• Stated problem
Turn the rows below into a numbered list, from the row containing "In the picture above, where can the blue cross" through the row containing "In the picture above, where can the ambulance", and leave out any blank lines.

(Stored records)
## BEGIN
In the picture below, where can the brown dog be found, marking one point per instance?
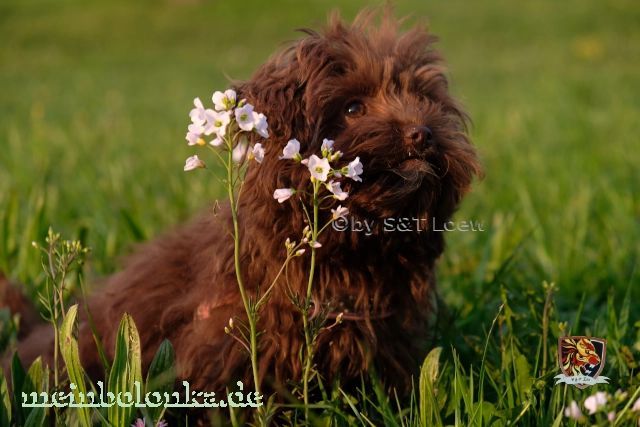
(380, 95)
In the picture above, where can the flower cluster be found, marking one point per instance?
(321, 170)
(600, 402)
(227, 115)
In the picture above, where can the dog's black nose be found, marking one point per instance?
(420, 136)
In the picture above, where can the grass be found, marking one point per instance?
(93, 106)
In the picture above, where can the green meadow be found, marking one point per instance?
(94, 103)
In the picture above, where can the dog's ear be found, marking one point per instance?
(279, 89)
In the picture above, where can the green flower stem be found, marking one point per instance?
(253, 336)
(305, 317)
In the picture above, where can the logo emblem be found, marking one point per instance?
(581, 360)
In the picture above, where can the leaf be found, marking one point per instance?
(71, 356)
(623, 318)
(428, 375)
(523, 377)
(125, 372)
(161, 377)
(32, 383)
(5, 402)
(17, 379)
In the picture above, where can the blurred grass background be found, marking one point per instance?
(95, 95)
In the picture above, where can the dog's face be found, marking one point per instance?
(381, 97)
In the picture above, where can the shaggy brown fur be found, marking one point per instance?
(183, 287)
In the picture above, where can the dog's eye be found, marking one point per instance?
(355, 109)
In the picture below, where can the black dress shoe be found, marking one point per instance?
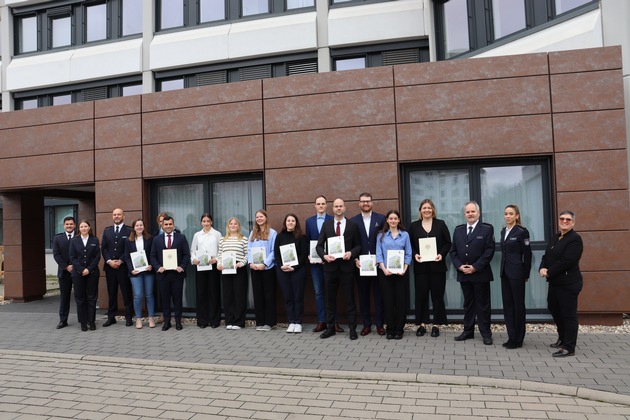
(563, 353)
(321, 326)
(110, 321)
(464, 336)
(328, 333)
## END
## BEGIN
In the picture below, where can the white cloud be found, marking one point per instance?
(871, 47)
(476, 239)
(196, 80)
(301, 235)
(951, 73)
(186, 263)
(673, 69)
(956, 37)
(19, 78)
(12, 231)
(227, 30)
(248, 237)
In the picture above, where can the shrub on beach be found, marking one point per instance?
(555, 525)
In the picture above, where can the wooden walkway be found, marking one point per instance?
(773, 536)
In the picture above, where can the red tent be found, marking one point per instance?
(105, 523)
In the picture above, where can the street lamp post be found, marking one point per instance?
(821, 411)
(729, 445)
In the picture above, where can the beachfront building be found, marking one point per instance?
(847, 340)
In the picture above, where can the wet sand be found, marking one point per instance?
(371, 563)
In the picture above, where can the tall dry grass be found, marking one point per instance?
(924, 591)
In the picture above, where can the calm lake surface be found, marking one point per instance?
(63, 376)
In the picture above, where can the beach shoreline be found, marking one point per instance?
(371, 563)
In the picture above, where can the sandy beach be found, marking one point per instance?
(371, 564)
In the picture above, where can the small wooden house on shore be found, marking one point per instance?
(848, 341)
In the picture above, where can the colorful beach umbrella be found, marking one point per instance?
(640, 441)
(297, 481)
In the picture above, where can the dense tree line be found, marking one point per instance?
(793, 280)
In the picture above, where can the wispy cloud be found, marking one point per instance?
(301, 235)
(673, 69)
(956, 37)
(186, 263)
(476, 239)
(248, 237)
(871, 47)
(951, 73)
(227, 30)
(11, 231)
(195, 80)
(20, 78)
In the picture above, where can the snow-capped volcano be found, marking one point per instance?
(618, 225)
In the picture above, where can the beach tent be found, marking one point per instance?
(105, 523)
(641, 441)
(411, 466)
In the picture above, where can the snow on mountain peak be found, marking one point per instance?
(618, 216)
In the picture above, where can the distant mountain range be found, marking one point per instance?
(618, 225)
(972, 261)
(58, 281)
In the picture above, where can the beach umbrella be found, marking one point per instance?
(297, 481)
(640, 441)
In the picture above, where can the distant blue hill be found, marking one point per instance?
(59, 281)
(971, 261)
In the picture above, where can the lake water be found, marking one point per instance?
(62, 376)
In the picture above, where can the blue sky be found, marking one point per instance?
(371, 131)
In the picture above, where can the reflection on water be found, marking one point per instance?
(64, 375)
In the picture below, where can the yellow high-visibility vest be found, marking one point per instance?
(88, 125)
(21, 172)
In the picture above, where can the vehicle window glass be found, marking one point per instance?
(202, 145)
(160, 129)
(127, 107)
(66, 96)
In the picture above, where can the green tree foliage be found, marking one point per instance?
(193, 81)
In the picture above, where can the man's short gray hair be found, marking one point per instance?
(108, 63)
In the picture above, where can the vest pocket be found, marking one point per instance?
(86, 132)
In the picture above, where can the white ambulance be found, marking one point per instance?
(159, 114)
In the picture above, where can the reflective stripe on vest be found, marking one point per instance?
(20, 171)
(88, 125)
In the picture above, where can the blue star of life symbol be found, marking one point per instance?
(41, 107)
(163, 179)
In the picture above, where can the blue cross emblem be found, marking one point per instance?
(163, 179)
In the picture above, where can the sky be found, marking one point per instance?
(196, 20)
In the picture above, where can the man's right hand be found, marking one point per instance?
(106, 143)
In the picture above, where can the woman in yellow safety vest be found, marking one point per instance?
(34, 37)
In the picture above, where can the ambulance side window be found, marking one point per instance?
## END
## BEGIN
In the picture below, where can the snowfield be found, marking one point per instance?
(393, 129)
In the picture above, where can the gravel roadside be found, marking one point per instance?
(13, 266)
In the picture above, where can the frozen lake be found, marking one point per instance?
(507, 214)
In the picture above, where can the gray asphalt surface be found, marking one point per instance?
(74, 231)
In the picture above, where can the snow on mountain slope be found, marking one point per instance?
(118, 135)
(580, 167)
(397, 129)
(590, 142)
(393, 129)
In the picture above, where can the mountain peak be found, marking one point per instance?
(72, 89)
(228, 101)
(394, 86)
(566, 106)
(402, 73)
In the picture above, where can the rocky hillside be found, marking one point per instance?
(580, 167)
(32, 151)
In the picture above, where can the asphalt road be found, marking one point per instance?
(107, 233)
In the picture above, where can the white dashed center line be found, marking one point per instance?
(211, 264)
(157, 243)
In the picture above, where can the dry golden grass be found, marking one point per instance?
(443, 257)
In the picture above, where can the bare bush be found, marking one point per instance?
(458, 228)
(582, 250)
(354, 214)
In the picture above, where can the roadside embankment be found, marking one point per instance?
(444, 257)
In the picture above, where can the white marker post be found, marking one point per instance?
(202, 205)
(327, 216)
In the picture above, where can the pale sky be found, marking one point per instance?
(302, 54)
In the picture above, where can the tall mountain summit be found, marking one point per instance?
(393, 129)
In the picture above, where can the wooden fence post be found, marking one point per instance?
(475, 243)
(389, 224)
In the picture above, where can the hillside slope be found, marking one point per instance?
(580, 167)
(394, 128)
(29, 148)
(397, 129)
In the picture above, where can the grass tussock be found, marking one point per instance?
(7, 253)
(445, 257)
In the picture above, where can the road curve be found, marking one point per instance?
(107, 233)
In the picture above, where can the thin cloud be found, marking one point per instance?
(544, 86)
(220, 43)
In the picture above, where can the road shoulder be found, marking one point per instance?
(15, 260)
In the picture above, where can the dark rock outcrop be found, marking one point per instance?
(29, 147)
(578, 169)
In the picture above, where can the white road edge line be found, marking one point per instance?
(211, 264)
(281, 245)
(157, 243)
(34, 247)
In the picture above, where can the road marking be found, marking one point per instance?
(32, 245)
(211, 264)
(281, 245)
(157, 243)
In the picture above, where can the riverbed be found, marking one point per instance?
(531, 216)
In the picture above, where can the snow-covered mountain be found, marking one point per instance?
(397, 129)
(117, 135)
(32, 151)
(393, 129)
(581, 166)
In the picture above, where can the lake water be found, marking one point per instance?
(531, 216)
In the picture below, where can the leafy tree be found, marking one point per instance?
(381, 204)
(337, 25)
## END
• Problem solution
1. In the picture above, where can the blue cross emblem be found, marking one point per instance?
2. (163, 179)
3. In the picture above, where can the sky be found, marking one point per instance?
4. (196, 20)
5. In the picture above, where can the man's right hand be found, marking one point per instance?
6. (106, 143)
7. In the picture above, where can the woman in yellow safety vest be found, marking one point per instance?
8. (34, 37)
9. In the picture above, where can the ambulance side window be found, marking one point per instance?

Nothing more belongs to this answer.